[Items from a data source]
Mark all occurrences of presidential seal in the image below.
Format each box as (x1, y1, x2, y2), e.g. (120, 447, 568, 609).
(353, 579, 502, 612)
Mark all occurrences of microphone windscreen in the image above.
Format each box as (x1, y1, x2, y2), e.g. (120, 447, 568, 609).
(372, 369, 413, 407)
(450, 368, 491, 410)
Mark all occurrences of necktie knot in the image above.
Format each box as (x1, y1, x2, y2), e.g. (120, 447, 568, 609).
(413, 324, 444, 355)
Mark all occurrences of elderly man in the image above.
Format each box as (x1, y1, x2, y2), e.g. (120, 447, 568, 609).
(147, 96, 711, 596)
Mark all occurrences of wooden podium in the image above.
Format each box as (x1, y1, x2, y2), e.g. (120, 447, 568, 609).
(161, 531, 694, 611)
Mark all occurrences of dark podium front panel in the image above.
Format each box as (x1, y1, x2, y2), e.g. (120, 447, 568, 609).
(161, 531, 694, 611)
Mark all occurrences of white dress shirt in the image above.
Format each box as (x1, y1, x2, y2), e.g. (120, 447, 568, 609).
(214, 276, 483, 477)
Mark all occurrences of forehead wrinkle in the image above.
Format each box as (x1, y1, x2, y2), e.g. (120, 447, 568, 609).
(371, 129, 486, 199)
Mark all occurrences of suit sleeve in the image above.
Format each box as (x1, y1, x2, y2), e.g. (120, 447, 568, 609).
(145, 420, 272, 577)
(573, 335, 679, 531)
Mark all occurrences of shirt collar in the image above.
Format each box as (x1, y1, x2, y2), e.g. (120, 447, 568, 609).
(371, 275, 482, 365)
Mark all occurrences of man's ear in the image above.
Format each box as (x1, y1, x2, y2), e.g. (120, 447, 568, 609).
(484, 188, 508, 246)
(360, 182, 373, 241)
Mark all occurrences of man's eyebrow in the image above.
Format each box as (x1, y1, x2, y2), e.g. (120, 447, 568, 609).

...

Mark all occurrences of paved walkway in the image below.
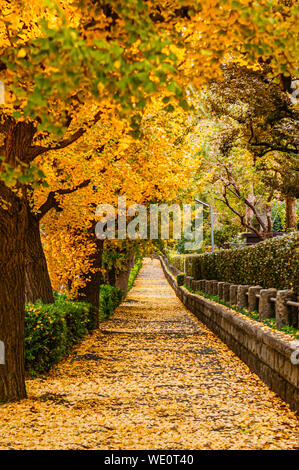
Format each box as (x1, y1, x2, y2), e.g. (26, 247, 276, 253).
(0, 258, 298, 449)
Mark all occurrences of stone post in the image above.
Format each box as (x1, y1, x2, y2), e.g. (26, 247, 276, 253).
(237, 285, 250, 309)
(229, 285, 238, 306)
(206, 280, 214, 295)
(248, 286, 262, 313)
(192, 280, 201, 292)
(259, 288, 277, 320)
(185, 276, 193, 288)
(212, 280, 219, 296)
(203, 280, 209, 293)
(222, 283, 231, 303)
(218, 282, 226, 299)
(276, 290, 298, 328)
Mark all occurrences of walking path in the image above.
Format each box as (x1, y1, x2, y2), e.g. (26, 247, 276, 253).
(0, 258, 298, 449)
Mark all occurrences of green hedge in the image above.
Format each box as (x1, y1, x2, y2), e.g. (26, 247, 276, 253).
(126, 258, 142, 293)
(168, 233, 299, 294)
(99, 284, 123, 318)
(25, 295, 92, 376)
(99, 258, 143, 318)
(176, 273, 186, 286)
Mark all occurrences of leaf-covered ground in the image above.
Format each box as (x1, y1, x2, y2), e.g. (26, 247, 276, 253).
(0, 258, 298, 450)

...

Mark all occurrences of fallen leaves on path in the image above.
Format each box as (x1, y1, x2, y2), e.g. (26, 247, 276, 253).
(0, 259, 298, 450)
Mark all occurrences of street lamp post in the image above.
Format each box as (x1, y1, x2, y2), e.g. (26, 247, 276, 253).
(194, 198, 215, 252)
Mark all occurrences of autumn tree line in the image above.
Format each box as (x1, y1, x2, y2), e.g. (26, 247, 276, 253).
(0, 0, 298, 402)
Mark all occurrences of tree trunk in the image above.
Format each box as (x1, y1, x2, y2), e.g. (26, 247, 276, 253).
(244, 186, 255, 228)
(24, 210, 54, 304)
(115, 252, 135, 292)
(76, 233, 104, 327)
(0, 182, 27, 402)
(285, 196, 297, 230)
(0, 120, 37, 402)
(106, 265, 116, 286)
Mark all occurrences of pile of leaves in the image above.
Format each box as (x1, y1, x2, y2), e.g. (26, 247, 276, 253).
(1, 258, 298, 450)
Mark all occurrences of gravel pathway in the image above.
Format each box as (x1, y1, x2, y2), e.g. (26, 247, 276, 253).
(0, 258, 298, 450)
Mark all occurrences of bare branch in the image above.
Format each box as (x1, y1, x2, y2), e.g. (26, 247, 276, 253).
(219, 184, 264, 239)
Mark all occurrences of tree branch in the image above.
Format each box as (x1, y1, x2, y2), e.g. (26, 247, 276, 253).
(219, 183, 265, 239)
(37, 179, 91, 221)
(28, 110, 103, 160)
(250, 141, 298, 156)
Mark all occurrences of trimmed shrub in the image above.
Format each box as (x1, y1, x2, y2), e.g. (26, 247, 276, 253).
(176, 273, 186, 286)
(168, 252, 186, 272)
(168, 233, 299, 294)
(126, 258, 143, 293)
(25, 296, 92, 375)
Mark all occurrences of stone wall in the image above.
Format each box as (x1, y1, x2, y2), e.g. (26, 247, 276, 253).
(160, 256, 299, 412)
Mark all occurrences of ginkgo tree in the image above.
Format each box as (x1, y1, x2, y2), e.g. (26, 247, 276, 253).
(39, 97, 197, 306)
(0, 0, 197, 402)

Try it: Report the lines above that contain "stone".

Problem solution:
Mark all occurrences of stone post in the image above.
Mark all occurrences of stone wall in the image above.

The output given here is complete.